* Questions:
A) List every real person the text on movie reboots names, leaving out fictional characters such as Peter Parker.
B) Using the text on movie reboots, answer each question briefly:
(i) Which studio is remaking Peter Parker?
(ii) To whom did the studios turn for X-Men: First Class?
(iii) Whose perspective does Rise of Planet of The Apes tell its story through?
C) Resume the text on movie reboots after its last sentence, in the same voice.

-- Document text follows --

With three feature films and a Wolverine spin-off film, the X-Men franchise had run its course by 2009. The studios decided that the story needed a fresh new take in X-Men: First Class, and turned to Bryan Singer, the maestro of the revolutionary first X-Men movie. The reboot has been an incredible success, taking the X-Men back to their roots and infusing the story with some historical fiction, making a solid character-driven action film. This is one reboot that I’m ecstatic about. I can’t wait to see the next one.
Planet of the Apes
Rise of Planet of The Apes premiered to little fanfare, but has proven to be a very fresh take on the intelligent primates. This movie took a clever tack to tell the story — through the ape’s eyes, making audiences empathize and understand the Apes perspective. With a good cast and unbelievable special effects — look for some Oscar nominations here — this is one franchise that we’ll definitely be seeing more of.
After three films and creative differences with Sam Raimi, Sony Pictures has decided to jump on the “reboot train,” and the studio is remaking Peter Parker, this time a younger version of the web slinger we are used to seeing. My guess is that they will be mirroring Marvel’s alternate “Ultimate Spiderman.” I’m hoping this does not mean a “One Tree Hill” version of Spiderman.
Conan: The Barbarian
Unfortunately, they just didn’t get the balance right between plot and violence here, coming up with an inferior movie that took itself too seriously, not really paying homage to the movies that came before it.
Movies that would be successful reboots:
This could be box office gold, delivering a whole new fan base for Indy. I think that the studio was setting up at least a sequel with Shia Lebouf at the end of The Kingdom of the Crystal Skull; there is more than enough new material to make this happen — Steven Spielberg, take notice.

-- Document text concluded --
-- Record set follows --

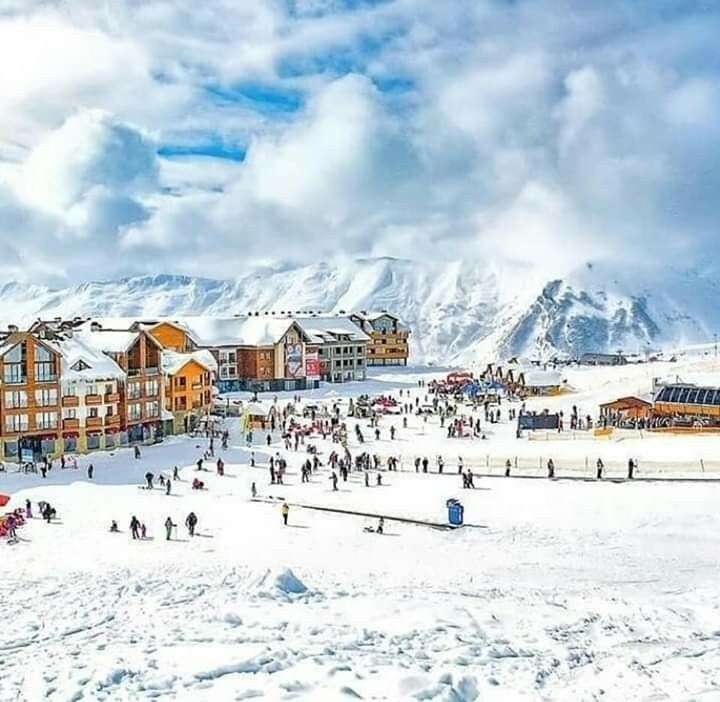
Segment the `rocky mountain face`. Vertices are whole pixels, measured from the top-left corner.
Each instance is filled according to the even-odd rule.
[[[588,266],[562,280],[474,261],[363,259],[263,269],[233,280],[157,275],[65,289],[7,283],[0,321],[55,316],[387,309],[413,331],[415,362],[641,351],[712,339],[720,285],[708,271]]]

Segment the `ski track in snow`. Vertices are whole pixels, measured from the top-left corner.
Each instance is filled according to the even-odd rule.
[[[612,371],[625,374],[613,382],[626,386],[631,372]],[[611,371],[592,378],[607,391]],[[517,445],[511,432],[458,444],[413,418],[409,437],[367,448],[454,457],[491,443],[502,455]],[[658,441],[630,444],[667,452]],[[679,458],[693,438],[678,441]],[[126,450],[82,459],[95,464],[94,485],[59,469],[47,483],[0,476],[0,491],[18,504],[45,497],[61,521],[32,520],[23,541],[0,545],[0,701],[720,699],[720,486],[484,480],[489,489],[463,492],[457,476],[406,470],[372,489],[351,475],[333,494],[327,470],[297,485],[305,456],[290,452],[290,484],[271,494],[292,502],[440,521],[457,496],[469,521],[489,526],[388,521],[378,537],[363,533],[367,519],[296,507],[300,528],[284,529],[276,505],[247,501],[251,480],[268,491],[266,448],[250,469],[237,437],[222,452],[227,476],[204,473],[209,489],[193,493],[201,444],[174,439],[141,461]],[[135,487],[148,468],[174,464],[177,497]],[[200,517],[192,541],[190,509]],[[154,540],[129,539],[133,513]],[[167,513],[180,524],[169,544]],[[107,533],[111,518],[124,533]]]

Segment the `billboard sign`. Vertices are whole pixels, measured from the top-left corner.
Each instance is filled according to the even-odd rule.
[[[305,364],[303,363],[302,344],[289,343],[285,345],[285,377],[302,378]]]
[[[308,378],[320,377],[320,357],[317,351],[305,356],[305,375]]]

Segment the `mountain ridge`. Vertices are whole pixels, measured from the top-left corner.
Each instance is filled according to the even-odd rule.
[[[720,329],[715,281],[709,271],[672,267],[587,264],[543,280],[468,260],[365,258],[224,279],[159,273],[67,288],[9,281],[0,287],[0,321],[388,309],[413,331],[413,362],[468,365],[707,341]]]

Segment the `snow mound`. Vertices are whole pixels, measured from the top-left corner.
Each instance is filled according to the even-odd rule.
[[[254,583],[258,597],[271,599],[292,599],[307,594],[308,587],[290,568],[273,570],[268,568]]]

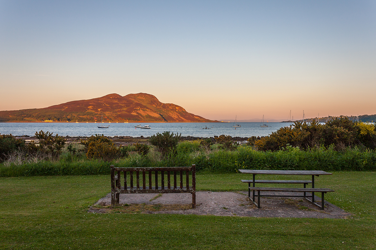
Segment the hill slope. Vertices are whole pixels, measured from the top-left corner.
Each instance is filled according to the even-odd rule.
[[[0,111],[0,122],[103,121],[124,122],[210,122],[213,121],[188,113],[180,106],[161,102],[145,93],[122,96],[110,94],[89,100],[69,102],[40,109]]]

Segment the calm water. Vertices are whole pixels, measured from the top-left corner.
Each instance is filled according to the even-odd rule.
[[[1,123],[0,133],[12,134],[15,136],[33,136],[36,132],[42,130],[49,131],[54,135],[65,136],[89,136],[96,134],[105,136],[130,136],[133,137],[150,136],[157,133],[167,131],[174,133],[181,133],[182,136],[211,137],[221,135],[232,137],[249,137],[252,136],[265,136],[275,132],[282,127],[288,126],[285,123],[268,123],[268,127],[261,127],[259,123],[237,123],[241,127],[232,127],[232,123],[141,123],[141,126],[149,125],[150,129],[135,129],[134,126],[139,123],[111,123],[101,124],[108,129],[99,129],[97,123]],[[210,129],[203,129],[205,126]]]

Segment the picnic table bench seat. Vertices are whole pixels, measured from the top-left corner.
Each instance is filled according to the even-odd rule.
[[[192,208],[196,208],[196,166],[194,164],[191,167],[165,168],[117,168],[112,165],[110,168],[112,205],[119,204],[121,193],[190,193]],[[183,178],[184,174],[185,177]]]
[[[313,194],[315,192],[321,193],[321,204],[320,205],[317,203],[314,203],[315,205],[317,206],[319,208],[323,210],[324,207],[324,194],[326,193],[327,192],[334,192],[334,190],[332,189],[327,188],[288,188],[284,187],[249,187],[249,189],[250,190],[255,190],[257,191],[258,200],[257,203],[253,201],[255,205],[257,206],[257,207],[260,208],[260,198],[262,196],[278,196],[278,197],[304,197],[306,199],[306,197],[311,197],[312,195],[306,195],[306,192],[309,192]],[[262,195],[260,194],[261,191],[266,191],[271,192],[300,192],[304,193],[303,195]],[[309,201],[309,200],[308,200]],[[314,203],[314,202],[313,203]]]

-- Record set concluded --

* Responses per task:
A) Bryan Singer, Sam Raimi, Shia Lebouf, Steven Spielberg

B)
(i) Sony Pictures
(ii) Bryan Singer
(iii) The apes'

C)
This classic cautionary tale of a dingy future Earth, where cloning science has gone haywire, would be a perfect remake or retelling. The storyline stands the test of time, and as science advances at an amazing pace, it would be extremely poignant. Lucky for me, a film is in the works. “Filmmakers haven’t hired a writer yet, and are still figuring out what the story will be,” producer Andrew Kosove told TheWrap. The film will be either a prequel or sequel directed by who else but Ridley Scott. I say, it’s about time for this one.
The Cannonball Run
This one is kinda silly, I know, but this has to be my favorite cross-country chase movie. Aside from Smoky and the Bandit, Burt Reynolds and Dom Deluise headed a cast that included Jackie Chan, Dean Martin, Sammy Davis Jr. and the immortal Jamie Farr. It’s just begging for an update. Please?
Many folks say that reboots are retread movies, because Hollywood is out of new ideas. If you really think about it, we ran out of truly unique ideas a long time ago, certainly long before this genre came along. When done right, reboots can be a great thing and Hollywood sure seems to have caught on. Straw Dogs, a remake of the 1971 original, hits theaters this September 16th. Reboots and remakes are certainly not limited to the comic-book genre: Footloose (2011), The Crow (2013), Barbarella (2014) and even Dirty Dancing(2013) are all getting remakes alongside the Man-of-Steel and the Web-Slinger. What film do you think deserves a re-make or re-boot?